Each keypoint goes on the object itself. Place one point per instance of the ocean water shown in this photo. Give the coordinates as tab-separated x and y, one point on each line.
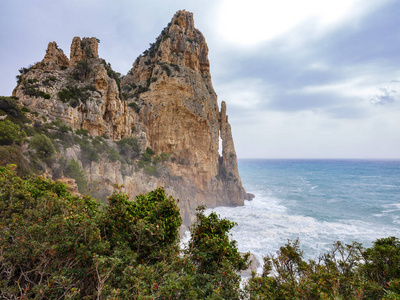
318	201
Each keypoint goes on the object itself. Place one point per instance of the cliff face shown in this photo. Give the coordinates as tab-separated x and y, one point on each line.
166	101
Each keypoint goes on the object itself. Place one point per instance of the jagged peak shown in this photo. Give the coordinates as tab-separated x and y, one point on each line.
54	57
83	49
184	19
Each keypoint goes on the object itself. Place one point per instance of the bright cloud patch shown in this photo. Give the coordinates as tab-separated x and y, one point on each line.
253	21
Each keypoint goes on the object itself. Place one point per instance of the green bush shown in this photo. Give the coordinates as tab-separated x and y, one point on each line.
10	133
346	272
134	106
73	95
129	147
215	257
43	145
12	155
167	70
82	70
74	171
14	113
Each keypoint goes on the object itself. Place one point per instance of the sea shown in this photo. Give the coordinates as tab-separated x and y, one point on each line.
316	201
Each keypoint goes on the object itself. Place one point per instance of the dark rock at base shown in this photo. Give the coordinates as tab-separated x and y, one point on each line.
• • • • • • •
== WRITTEN INSTRUCTION ==
Copy out all of the material above word for word, leaving out the picture.

== ANSWER BELOW ==
Each keypoint goes on the object itself. Place one point per instance of the ocean water shown in this photo. Give the coordinates as tab-separated x and y, one point on each line.
318	201
Each keypoint goes on the object itself. Place one point per instance of the cliff face shown in this photo. Give the coordinates as tab-separated x and y, one point on each line.
166	101
Each keypoint goes on the object itself. Place one point per instance of the jagged peak shown in this photo. Give the coordinates as tab-separated x and y, one point on each line.
54	57
83	49
184	19
Each keypoint goes on the object itself. Place one point per instance of the bright cloud patch shown in this photo. Give the coordinates as tab-separated x and y, one point on each line.
253	21
Each keypoint goes on the object itself. Place one point per instance of the green bush shown in this photo. Give the coordinates as tab-separated x and y, one point on each line.
10	133
346	272
134	106
73	95
129	147
215	257
43	145
12	155
167	70
82	70
74	171
14	113
Each keypoint goes on the object itself. Place one point per instance of the sea shown in this photo. Give the coordinates as tab-separated x and y, one point on each line.
316	201
Each keypoint goes on the object itself. Place one point per instance of the dark rock at base shown in this photo. Give the coordinates as tab-separated x and y, one point on each line.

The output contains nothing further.